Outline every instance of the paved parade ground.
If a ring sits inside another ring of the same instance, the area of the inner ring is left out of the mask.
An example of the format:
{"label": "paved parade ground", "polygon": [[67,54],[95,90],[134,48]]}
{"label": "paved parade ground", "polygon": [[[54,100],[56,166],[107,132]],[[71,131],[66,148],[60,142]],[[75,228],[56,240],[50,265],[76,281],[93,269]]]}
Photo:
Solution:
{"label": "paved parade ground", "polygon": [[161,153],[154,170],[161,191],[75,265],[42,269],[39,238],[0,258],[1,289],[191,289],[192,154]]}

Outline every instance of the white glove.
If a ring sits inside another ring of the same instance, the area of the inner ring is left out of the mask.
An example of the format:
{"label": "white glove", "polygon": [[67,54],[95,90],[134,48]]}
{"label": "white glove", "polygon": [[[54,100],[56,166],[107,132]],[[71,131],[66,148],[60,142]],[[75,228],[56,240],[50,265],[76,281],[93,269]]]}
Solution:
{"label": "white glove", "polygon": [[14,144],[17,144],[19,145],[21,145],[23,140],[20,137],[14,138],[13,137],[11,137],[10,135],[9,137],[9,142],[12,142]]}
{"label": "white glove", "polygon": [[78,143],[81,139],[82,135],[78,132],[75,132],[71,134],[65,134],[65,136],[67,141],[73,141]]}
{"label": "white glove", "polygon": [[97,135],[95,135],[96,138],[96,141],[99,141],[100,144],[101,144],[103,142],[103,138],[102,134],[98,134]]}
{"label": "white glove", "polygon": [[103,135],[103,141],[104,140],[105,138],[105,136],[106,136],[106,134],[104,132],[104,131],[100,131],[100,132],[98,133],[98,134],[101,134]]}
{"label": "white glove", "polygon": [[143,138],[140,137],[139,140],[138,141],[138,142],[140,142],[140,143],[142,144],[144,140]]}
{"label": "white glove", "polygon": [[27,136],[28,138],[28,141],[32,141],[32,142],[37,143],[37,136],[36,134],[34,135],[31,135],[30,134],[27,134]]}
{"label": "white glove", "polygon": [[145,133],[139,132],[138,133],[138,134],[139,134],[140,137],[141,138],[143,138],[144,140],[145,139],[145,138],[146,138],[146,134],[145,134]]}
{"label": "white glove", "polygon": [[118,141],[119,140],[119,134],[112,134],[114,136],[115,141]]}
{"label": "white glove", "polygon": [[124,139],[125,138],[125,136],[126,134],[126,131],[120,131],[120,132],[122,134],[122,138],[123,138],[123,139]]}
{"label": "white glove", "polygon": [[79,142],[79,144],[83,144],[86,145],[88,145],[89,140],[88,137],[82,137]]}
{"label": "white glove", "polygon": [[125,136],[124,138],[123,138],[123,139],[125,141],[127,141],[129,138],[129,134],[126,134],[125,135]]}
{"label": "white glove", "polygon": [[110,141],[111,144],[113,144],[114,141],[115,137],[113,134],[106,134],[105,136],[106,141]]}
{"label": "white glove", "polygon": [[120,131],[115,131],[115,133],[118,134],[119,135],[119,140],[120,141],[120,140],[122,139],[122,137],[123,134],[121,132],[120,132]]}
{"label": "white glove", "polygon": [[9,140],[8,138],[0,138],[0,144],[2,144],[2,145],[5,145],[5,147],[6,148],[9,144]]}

● **Problem statement**
The records above should be duplicated in full, exactly as given.

● **Task answer**
Outline every instance of the paved parade ground.
If a ring sits inside another ring of the same instance, the area of the inner ring is left out of the mask.
An example of the format:
{"label": "paved parade ground", "polygon": [[67,54],[95,90],[134,48]]}
{"label": "paved parade ground", "polygon": [[[54,100],[56,166],[107,132]],[[71,131],[66,148],[60,142]],[[75,228],[56,240],[50,265],[76,281],[93,269]]]}
Photo:
Solution:
{"label": "paved parade ground", "polygon": [[161,153],[154,170],[161,191],[75,265],[42,269],[39,238],[0,258],[1,289],[191,289],[192,154]]}

Outline every instance of the white glove.
If a ring sits inside another ring of the same instance, the area of the inner ring is left out of the mask.
An example of the format:
{"label": "white glove", "polygon": [[67,54],[95,90],[134,48]]}
{"label": "white glove", "polygon": [[[54,100],[56,166],[107,132]],[[71,131],[66,148],[60,142]],[[75,228],[56,240],[50,265],[76,281],[93,269]]]}
Solution:
{"label": "white glove", "polygon": [[14,144],[17,144],[19,145],[21,145],[23,140],[20,137],[14,138],[13,137],[11,137],[10,135],[9,137],[9,142],[12,142]]}
{"label": "white glove", "polygon": [[78,143],[81,139],[82,135],[78,132],[75,132],[71,134],[65,134],[65,136],[67,141],[73,141]]}
{"label": "white glove", "polygon": [[97,135],[95,135],[96,138],[96,141],[99,141],[100,144],[101,144],[103,142],[103,138],[102,134],[98,134]]}
{"label": "white glove", "polygon": [[103,135],[103,141],[104,140],[105,138],[105,136],[106,136],[106,134],[104,132],[104,131],[100,131],[100,132],[98,133],[98,134],[101,134]]}
{"label": "white glove", "polygon": [[143,138],[140,137],[139,140],[138,141],[138,142],[140,142],[140,143],[142,144],[144,140]]}
{"label": "white glove", "polygon": [[27,136],[28,138],[28,141],[32,141],[32,142],[37,143],[37,136],[36,134],[34,135],[31,135],[30,134],[27,134]]}
{"label": "white glove", "polygon": [[145,133],[139,132],[138,133],[138,134],[139,134],[140,137],[141,138],[143,138],[144,140],[145,139],[145,138],[146,138],[146,134],[145,134]]}
{"label": "white glove", "polygon": [[118,141],[119,140],[119,134],[112,134],[114,136],[115,141]]}
{"label": "white glove", "polygon": [[124,139],[125,138],[125,136],[126,134],[126,131],[120,131],[120,132],[122,134],[122,138],[123,138],[123,139]]}
{"label": "white glove", "polygon": [[79,142],[79,144],[83,144],[86,145],[88,145],[89,140],[88,137],[82,137]]}
{"label": "white glove", "polygon": [[125,136],[124,138],[123,138],[123,139],[125,141],[127,141],[129,138],[129,134],[126,134],[125,135]]}
{"label": "white glove", "polygon": [[110,141],[111,144],[113,144],[114,141],[115,137],[113,134],[106,134],[105,136],[106,141]]}
{"label": "white glove", "polygon": [[120,131],[115,131],[115,133],[118,134],[119,135],[119,140],[120,141],[120,140],[122,139],[122,137],[123,134],[121,132],[120,132]]}
{"label": "white glove", "polygon": [[9,140],[8,138],[0,138],[0,144],[2,144],[2,145],[5,145],[5,147],[6,148],[9,144]]}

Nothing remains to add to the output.